§ **SELECTED TEXT**
┏━━

Hero Pup Who Saved 5 Other Dogs From Hoarder Gets New Forever Home

Hero, a 1-and-a-half-year-old retriever mix, has been adopted to a forever home after he helped five other dogs escape a dangerous situation of neglect inside of a hoarder's home.

On November 13, 2020, a woman named Tonie Quinlin noticed that the dog had broken through the boarded window of a house in Columbus, Nebraska. Quinlin was outside and playing with a friend's dog across the street when she noticed a dog hanging out of the house's window, The Columbus Telegram reported.

After she went to inspect, Quinlin noticed the dog covered in feces and acting in a panicked state. She saw the dog was severely skinny and smelled a horrible stench coming from the house. She called police, who upon their arrival removed five dogs from the dwelling.

Authorities took the dogs to the Paws and Claws Adoption Center. The center's veterinarian initially found that the animals had scars, wasted muscles, sunken eyes and severe skinniness caused by lack of food. All the dogs' fur had to be shaved off because it was so caked in feces, a center spokesperson told Newsweek.

Carrie Herrera hero dog hoarder adopted Nebraska
Hero, a 1-and-a-half-year-old retriever mix, has found a forever home after helping five other dogs escape a dangerous situation of neglect inside of a hoarder's home. In this photo, a retriever puppy sits in a grass field. EoNaYa/Getty

The dogs all had digestive distress and fought over food when they first arrived at the center before gradually recovering. The center workers called the dog that alerted Quinlin "Hero" because of his heroic actions as well as his friendly and highly energetic personality.

One by one, people adopted the other dogs. But Hero remained ignored, as black dogs in shelters typically are, the center told Newsweek. Eventually, he was noticed by a widow named Carrie Herrera.

Herrera is well known locally, partly because her husband Mario died in the line of duty working with the Lincoln Police Department last year. When she saw Hero's story mentioned on the center's social media, she wanted to adopt him.

But before Hero joined her home, she sent him to Second Chance Pups, a program where inmates at the Nebraska State Penitentiary teach basic obedience to shelter dogs for nine weeks. Hero will complete the program on April 9. At that point, Herrera will take him home.

┗━━

§ **DATA LISTING**
┏━━

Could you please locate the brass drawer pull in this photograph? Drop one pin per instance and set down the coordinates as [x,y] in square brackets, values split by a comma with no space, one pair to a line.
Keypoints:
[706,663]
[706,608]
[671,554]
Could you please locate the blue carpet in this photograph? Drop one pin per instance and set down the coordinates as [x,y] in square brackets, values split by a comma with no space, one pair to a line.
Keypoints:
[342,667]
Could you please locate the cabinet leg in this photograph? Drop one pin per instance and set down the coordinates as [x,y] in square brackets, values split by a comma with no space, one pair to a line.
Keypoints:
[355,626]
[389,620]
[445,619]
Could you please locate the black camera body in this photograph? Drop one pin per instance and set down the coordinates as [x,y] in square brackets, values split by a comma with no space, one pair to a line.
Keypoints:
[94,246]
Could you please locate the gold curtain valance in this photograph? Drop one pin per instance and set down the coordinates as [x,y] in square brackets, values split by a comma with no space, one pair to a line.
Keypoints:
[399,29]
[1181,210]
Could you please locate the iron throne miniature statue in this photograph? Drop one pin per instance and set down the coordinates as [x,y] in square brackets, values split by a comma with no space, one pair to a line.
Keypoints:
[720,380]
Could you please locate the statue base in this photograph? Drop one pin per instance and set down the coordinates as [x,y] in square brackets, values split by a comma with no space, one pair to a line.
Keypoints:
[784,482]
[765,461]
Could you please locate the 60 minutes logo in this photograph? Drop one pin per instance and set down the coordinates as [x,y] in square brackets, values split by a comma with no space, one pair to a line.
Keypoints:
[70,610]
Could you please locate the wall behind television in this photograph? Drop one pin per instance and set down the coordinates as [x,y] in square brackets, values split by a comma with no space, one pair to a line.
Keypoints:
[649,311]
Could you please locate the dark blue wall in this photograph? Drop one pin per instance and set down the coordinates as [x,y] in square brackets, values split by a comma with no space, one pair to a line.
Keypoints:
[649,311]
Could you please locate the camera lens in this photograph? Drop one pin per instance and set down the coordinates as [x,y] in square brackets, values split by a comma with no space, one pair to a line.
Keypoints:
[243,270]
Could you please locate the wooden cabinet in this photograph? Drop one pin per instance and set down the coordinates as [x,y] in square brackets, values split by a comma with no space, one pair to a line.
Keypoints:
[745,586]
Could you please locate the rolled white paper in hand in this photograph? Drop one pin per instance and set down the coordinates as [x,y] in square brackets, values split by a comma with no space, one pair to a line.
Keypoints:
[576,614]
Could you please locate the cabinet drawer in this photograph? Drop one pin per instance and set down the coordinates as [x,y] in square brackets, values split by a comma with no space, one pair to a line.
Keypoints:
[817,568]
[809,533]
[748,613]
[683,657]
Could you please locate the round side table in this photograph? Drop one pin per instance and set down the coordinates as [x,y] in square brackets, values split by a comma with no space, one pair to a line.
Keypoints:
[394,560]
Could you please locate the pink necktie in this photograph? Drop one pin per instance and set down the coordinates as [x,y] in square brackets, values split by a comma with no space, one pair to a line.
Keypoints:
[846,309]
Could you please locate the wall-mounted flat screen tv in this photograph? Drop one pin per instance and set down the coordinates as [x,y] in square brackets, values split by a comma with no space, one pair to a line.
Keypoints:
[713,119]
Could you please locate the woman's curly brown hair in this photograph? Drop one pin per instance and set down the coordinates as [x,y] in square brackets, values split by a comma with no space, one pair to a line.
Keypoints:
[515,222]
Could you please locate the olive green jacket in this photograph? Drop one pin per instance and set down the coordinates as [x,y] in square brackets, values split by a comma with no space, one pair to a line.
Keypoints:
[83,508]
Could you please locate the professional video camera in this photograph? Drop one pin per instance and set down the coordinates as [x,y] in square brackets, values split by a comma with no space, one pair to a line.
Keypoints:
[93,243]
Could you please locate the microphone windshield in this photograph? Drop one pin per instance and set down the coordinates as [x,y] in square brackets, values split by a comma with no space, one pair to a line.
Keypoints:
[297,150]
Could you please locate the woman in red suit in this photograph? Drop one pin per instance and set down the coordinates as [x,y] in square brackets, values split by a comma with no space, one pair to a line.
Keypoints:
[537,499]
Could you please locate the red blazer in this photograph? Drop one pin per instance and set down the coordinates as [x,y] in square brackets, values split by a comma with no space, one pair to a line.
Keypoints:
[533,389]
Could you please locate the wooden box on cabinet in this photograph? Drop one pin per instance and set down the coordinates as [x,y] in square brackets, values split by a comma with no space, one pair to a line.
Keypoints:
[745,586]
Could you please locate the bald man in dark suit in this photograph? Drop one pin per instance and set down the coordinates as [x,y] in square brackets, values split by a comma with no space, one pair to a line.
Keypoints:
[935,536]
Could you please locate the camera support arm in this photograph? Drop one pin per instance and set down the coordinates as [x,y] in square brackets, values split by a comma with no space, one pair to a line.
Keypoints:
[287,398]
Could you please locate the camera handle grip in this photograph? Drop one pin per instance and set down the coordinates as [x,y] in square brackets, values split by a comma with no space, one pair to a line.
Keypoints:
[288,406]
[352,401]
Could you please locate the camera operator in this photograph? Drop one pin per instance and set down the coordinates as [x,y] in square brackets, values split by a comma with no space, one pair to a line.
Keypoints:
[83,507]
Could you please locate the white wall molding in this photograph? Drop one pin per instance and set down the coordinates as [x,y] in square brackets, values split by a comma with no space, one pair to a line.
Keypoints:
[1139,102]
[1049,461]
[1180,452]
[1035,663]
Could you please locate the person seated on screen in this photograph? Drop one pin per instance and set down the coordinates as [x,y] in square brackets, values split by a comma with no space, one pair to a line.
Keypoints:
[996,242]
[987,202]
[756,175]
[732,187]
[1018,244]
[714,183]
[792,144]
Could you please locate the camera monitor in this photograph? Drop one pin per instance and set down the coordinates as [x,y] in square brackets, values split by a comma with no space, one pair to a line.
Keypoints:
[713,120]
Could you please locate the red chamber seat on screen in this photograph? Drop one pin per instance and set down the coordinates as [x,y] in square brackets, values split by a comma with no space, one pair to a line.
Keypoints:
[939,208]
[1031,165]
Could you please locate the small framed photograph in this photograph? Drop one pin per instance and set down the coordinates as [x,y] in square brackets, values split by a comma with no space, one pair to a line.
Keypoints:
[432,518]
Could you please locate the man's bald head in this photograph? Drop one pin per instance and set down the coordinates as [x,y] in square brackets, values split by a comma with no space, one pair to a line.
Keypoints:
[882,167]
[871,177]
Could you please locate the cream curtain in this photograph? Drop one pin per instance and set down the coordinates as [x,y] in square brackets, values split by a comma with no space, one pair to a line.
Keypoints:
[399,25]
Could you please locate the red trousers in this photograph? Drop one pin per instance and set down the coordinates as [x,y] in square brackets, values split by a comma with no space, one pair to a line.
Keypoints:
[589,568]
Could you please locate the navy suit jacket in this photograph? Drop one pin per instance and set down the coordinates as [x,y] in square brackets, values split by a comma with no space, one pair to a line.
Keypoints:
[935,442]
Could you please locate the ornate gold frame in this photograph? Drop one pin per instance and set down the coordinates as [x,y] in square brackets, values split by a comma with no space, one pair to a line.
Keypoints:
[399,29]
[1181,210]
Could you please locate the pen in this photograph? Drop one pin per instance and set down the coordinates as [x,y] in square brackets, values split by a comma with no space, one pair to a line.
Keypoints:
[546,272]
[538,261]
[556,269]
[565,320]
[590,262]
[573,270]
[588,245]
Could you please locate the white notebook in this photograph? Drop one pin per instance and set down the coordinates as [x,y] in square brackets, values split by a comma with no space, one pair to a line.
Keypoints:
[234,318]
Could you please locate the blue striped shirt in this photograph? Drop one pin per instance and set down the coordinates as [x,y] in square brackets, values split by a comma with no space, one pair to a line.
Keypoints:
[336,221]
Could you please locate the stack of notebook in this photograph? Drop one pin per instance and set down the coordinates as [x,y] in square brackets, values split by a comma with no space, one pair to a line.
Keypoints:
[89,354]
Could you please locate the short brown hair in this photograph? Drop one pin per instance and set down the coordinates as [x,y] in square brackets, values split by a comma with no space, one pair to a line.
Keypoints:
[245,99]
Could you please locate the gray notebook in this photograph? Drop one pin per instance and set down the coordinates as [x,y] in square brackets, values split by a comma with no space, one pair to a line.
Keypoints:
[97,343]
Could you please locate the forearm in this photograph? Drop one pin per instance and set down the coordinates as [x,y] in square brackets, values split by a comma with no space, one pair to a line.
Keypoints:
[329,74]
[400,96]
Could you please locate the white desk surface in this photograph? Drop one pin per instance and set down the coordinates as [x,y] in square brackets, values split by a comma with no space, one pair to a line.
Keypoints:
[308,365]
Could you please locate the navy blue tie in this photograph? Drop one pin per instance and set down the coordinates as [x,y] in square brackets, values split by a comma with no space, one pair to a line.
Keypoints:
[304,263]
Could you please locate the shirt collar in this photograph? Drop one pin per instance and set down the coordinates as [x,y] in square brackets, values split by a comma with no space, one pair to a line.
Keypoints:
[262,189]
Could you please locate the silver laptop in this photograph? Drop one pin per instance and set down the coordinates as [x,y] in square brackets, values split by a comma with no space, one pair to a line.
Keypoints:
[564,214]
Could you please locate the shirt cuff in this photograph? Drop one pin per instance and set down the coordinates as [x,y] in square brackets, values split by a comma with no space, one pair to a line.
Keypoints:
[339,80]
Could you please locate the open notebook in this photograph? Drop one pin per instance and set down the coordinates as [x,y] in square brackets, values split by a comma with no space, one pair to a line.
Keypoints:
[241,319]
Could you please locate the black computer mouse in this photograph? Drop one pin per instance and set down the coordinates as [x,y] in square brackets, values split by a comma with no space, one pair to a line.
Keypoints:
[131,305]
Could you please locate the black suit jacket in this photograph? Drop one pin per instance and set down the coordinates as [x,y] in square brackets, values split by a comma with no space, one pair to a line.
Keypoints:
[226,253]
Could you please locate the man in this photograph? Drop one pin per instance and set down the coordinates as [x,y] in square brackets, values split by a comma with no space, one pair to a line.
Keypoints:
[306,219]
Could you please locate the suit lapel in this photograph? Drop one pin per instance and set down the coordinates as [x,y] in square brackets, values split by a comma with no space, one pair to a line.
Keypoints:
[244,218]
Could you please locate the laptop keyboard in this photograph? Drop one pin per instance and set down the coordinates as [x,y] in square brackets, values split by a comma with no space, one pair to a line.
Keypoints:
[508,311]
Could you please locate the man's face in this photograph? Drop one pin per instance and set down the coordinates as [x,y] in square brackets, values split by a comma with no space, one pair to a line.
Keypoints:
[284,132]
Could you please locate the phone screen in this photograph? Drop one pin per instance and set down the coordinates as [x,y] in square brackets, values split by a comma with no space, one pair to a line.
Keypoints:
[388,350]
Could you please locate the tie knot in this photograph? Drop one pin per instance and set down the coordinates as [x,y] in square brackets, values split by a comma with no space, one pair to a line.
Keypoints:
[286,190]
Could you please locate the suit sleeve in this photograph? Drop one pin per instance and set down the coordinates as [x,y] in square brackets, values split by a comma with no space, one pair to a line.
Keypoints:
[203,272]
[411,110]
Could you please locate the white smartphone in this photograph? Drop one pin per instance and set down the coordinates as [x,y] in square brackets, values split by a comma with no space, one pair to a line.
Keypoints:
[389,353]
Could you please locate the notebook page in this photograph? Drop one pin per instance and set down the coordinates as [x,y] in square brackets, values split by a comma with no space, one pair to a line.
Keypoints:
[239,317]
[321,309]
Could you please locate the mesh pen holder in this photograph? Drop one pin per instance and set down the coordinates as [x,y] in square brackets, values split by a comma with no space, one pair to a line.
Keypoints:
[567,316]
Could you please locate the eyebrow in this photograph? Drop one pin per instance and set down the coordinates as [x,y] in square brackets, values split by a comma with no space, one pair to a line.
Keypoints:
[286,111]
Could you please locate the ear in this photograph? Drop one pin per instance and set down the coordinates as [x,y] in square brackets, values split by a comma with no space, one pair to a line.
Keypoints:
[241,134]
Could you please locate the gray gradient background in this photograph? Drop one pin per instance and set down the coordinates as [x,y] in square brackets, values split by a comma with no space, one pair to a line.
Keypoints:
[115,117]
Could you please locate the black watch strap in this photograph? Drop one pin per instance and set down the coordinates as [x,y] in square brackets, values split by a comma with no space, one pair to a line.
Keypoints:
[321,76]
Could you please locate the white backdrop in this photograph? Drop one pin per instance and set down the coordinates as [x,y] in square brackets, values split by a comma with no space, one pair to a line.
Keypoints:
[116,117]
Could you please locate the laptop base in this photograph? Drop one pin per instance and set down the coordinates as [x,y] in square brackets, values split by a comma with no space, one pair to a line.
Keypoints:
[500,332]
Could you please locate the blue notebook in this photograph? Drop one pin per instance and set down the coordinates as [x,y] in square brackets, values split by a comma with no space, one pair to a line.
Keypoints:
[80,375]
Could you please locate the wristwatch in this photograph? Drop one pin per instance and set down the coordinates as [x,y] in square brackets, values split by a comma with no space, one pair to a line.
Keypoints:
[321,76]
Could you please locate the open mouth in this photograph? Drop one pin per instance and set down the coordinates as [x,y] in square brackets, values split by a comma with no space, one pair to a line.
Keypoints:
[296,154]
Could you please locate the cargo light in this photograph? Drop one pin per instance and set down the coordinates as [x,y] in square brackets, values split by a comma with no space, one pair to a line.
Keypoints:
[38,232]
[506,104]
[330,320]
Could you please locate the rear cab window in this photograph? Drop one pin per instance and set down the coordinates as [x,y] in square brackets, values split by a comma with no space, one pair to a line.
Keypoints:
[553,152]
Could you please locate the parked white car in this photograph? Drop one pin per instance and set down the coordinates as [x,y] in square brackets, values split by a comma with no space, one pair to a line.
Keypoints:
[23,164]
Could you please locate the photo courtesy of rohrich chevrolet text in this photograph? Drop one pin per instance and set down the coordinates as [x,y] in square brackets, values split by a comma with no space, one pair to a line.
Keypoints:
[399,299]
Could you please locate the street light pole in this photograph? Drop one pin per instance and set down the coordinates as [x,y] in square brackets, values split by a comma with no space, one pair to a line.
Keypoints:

┗━━

§ **QUESTIONS**
1 > Print the stretch of the article about Hero from "Carrie Herrera hero" through "named Carrie Herrera.".
2 > According to the article about Hero, why did the rescued dogs' fur have to be shaved off? Answer in one to three sentences.

§ **RESULTS FOR EACH TASK**
1 >
Carrie Herrera hero dog hoarder adopted Nebraska
Hero, a 1-and-a-half-year-old retriever mix, has found a forever home after helping five other dogs escape a dangerous situation of neglect inside of a hoarder's home. In this photo, a retriever puppy sits in a grass field. EoNaYa/Getty

The dogs all had digestive distress and fought over food when they first arrived at the center before gradually recovering. The center workers called the dog that alerted Quinlin "Hero" because of his heroic actions as well as his friendly and highly energetic personality.

One by one, people adopted the other dogs. But Hero remained ignored, as black dogs in shelters typically are, the center told Newsweek. Eventually, he was noticed by a widow named Carrie Herrera.

2 > All of the dogs' fur had to be shaved off because it was so caked in feces. A center spokesperson gave this explanation to Newsweek.